▶ **Exercise directions**: Continue the passage below on treating good moments as flower seeds, starting right after its last sentence.

▶ **Passage**:

>>>>

First, find some flower seeds.

Seeds are those little good things that happen in your life – a compliment, a good deed, or something beautiful. Some seeds are tiny, so you have to look hard to find them and be careful not to lose them.

Next, let the seeds soak in some water.

Spend TIME feeling and thinking about that good thing that happened, a few minutes or a few seconds. Let it fill your mind. Enjoy it. Thank God for it. Remember, your mind defaults to the negative. You need to consciously decide to spend time thinking about the positive.

When you look at a tree, spend time enjoying the beauty, marveling at God’s creation. Linger on those feelings for a few minutes. Encourage the feelings to become more intense.

After you go for a run, you feel good physically and mentally. Think about how relaxed your muscles feel. Congratulate yourself on doing something good for your health.

When you take a hot bath, turn off your brain, and focus on how your warm your skin feels, how relaxed your muscles feel. Smell the fresh scent of the soap. Be thankful that you have a hot bath.

When you are holding your spouse’s hand, focus on the physical pleasure of their fingers, the closeness you feel in your heart. Maybe your relationship isn’t the greatest, but spend a few moments thinking about the parts that you like, their strengths.

<<<<

▶ **Provided information**:
>>>>

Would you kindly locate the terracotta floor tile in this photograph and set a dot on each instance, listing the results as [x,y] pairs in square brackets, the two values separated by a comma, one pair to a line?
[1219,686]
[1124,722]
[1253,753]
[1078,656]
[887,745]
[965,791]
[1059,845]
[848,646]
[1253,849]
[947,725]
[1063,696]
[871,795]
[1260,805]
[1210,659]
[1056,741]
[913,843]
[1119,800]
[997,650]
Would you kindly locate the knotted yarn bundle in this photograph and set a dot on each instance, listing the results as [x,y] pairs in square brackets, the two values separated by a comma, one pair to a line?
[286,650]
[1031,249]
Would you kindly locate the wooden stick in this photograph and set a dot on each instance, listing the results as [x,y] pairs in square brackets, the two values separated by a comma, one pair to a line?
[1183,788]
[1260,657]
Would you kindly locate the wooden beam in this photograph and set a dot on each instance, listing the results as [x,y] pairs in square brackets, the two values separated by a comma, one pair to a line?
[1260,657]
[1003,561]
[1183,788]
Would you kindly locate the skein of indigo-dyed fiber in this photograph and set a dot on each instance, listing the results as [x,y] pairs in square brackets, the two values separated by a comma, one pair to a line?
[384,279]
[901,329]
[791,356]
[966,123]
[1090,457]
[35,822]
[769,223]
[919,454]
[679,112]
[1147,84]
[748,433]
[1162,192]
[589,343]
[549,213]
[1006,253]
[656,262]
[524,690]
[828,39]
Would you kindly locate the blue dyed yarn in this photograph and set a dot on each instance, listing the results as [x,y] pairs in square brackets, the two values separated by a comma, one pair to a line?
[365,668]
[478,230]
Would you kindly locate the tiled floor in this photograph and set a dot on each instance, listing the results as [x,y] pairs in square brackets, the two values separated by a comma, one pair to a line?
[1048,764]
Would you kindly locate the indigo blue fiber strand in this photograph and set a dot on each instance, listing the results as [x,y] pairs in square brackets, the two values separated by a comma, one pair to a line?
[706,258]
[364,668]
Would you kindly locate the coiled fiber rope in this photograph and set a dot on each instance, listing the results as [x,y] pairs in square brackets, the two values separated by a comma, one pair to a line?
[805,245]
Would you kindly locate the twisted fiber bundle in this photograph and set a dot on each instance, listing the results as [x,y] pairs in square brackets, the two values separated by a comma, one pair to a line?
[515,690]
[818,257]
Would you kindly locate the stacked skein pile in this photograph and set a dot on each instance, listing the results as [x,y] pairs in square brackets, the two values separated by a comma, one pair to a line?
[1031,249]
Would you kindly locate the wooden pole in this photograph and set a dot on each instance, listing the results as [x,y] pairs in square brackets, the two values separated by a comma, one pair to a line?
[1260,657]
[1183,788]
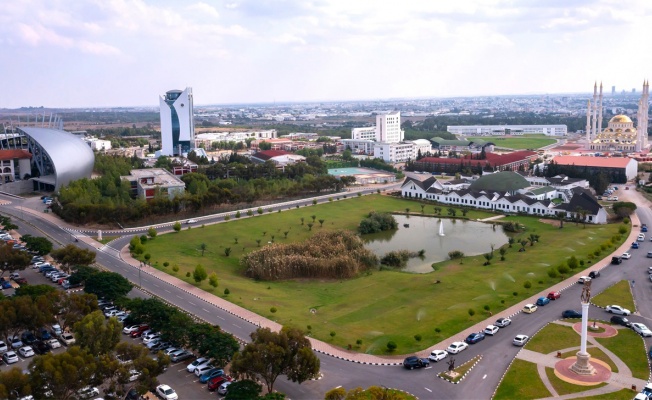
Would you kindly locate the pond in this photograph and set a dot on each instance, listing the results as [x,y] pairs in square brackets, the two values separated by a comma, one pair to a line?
[416,233]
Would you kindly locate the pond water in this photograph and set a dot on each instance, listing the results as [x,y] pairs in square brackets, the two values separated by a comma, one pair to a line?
[470,237]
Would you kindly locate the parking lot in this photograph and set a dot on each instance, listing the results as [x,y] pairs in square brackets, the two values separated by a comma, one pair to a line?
[184,383]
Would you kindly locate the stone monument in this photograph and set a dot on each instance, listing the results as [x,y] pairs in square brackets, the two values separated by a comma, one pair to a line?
[582,366]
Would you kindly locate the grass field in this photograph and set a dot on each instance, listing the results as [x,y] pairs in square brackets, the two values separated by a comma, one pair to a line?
[619,294]
[518,142]
[629,347]
[521,382]
[383,305]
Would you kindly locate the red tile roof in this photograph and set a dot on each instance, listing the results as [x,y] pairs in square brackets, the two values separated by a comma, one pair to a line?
[607,162]
[14,153]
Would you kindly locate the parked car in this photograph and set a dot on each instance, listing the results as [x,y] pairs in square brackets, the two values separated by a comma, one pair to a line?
[26,351]
[53,343]
[641,329]
[88,392]
[571,314]
[216,382]
[203,378]
[614,309]
[542,301]
[180,355]
[223,388]
[10,357]
[200,361]
[166,392]
[491,330]
[457,347]
[437,355]
[520,340]
[553,295]
[474,338]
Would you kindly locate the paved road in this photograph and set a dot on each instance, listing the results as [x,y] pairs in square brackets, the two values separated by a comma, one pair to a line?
[497,351]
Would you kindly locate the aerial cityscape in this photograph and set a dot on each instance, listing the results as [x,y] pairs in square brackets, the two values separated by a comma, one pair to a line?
[325,200]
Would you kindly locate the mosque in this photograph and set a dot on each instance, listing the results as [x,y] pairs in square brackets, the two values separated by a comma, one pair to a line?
[620,136]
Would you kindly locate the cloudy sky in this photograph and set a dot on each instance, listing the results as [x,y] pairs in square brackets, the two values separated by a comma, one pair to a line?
[95,53]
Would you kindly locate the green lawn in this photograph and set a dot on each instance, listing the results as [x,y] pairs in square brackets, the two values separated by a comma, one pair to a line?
[629,347]
[562,387]
[383,305]
[521,382]
[518,142]
[565,337]
[619,294]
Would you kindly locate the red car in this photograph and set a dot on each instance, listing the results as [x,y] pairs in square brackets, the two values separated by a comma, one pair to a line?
[214,383]
[139,332]
[554,295]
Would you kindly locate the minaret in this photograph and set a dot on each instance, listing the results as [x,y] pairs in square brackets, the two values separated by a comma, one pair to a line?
[588,124]
[595,111]
[600,111]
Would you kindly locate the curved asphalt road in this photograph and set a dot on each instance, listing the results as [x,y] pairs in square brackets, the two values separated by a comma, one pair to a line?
[497,351]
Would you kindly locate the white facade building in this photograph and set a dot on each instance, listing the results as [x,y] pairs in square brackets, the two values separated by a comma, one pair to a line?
[177,122]
[501,130]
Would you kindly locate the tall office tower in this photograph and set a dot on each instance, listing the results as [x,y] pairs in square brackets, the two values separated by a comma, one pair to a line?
[177,122]
[388,128]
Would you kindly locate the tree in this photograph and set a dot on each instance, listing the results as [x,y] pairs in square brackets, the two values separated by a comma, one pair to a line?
[212,342]
[199,274]
[72,255]
[108,285]
[40,245]
[62,374]
[96,334]
[271,354]
[12,260]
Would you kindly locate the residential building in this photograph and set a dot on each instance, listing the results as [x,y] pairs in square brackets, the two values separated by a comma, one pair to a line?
[147,183]
[177,122]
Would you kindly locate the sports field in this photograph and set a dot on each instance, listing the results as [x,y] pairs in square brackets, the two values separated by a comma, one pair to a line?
[517,142]
[382,305]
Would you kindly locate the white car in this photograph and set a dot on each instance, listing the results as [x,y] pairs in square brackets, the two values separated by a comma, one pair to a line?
[491,330]
[641,329]
[457,347]
[520,340]
[166,392]
[26,351]
[614,309]
[200,361]
[88,392]
[437,355]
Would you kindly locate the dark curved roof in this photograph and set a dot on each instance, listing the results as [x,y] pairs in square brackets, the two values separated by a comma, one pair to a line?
[71,157]
[506,181]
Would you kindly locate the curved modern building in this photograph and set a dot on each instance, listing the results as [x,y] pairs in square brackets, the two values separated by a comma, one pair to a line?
[58,157]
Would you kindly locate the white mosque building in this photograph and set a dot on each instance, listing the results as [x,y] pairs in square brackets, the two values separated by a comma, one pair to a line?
[620,136]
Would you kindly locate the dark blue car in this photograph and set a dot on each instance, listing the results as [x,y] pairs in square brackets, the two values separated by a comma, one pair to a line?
[206,376]
[474,338]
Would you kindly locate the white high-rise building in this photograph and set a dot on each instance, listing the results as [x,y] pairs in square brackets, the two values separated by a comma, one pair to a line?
[177,122]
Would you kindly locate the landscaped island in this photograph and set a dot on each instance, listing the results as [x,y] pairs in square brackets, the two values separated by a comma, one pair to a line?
[378,306]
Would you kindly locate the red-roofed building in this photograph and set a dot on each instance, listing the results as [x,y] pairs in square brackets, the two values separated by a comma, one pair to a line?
[499,162]
[14,164]
[610,165]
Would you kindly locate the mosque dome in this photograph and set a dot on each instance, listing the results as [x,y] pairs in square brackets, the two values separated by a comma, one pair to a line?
[620,119]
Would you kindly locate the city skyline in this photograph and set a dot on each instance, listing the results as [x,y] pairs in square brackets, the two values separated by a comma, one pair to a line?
[124,53]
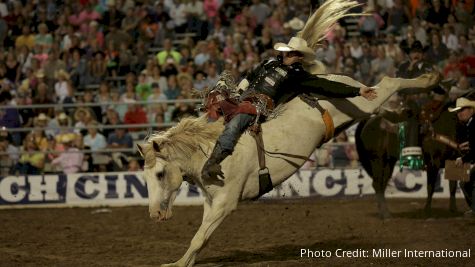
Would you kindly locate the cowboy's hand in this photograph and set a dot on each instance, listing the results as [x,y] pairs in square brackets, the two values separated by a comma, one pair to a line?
[464,146]
[458,162]
[368,93]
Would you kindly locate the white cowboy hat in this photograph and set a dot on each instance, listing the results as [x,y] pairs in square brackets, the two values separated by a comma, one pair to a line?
[461,103]
[297,44]
[295,24]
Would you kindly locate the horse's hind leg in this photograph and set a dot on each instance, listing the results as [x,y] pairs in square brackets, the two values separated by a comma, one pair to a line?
[382,173]
[431,181]
[453,190]
[214,213]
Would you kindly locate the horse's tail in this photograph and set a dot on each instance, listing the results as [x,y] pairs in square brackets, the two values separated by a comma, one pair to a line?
[361,149]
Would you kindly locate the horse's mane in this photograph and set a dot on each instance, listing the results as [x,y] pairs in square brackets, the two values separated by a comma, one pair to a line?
[183,139]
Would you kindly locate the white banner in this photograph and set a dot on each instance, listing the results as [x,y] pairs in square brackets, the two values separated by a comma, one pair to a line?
[122,189]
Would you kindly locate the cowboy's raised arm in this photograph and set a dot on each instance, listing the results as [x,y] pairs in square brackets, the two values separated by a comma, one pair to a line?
[314,84]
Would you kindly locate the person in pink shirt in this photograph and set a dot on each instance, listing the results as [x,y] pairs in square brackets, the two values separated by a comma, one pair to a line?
[211,9]
[71,159]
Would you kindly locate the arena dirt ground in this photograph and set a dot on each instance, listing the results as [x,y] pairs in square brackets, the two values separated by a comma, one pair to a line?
[258,234]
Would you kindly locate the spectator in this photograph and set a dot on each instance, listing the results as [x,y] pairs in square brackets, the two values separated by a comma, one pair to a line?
[437,51]
[77,68]
[44,39]
[97,68]
[437,14]
[370,25]
[38,135]
[31,160]
[168,52]
[119,105]
[449,39]
[111,119]
[10,159]
[42,96]
[82,117]
[70,160]
[173,90]
[93,139]
[135,115]
[26,39]
[61,87]
[119,139]
[88,98]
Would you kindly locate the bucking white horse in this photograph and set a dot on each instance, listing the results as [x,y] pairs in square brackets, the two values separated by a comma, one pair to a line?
[182,151]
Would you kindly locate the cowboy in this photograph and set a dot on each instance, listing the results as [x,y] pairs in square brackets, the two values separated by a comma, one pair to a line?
[465,109]
[271,82]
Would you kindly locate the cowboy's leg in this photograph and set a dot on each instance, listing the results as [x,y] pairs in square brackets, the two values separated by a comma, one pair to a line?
[471,187]
[225,145]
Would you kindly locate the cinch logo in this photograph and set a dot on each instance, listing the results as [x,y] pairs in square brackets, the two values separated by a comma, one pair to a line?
[72,189]
[32,189]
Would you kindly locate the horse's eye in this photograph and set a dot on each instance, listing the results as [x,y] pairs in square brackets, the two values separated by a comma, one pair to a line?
[160,176]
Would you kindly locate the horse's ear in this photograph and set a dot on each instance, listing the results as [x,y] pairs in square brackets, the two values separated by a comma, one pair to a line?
[156,147]
[140,150]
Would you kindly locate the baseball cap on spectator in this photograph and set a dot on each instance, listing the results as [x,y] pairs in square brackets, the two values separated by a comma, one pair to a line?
[42,118]
[61,74]
[98,53]
[170,60]
[63,117]
[40,73]
[67,138]
[295,24]
[461,103]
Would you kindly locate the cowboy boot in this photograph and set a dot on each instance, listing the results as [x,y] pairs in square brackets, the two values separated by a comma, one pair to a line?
[212,168]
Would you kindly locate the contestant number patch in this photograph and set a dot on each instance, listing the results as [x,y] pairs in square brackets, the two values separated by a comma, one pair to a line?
[269,81]
[282,72]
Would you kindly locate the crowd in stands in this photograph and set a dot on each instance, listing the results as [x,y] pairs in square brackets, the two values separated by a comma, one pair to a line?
[126,56]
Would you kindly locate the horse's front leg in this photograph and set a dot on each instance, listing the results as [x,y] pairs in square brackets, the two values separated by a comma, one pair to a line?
[214,213]
[453,190]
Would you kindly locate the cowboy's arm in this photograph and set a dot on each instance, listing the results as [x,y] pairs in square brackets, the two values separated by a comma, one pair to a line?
[325,87]
[251,75]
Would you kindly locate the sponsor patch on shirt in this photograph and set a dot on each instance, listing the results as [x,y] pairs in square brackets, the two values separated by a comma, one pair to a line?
[269,81]
[282,72]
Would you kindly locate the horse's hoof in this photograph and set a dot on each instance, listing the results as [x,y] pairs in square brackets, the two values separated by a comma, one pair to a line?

<<<<

▶ **Answer to the problem**:
Sometimes when we are paid a compliment, we brush it off. When we do something well, we think of how we could have done better. We just picked our flowers and threw them in the compost pile. Stop it!

Watering the flowers is not pride. Pride is saying, “Look what I have done. My stuff is better than their stuff.” Watering the flowers is when you say, “This is my comfortable chair. It feels soft. It helps me relax.” Don’t just sit in it, but focus on the good physical and emotional feelings it gives you. You don’t care if it has a rip or if your neighbor has a better one.

When your child says, “I love you,” spend time just feeling the happiness that gives. Enjoy the fact that he is yours. For a few minutes, you ignore the mess and undone homework, and you just focus on the relationship.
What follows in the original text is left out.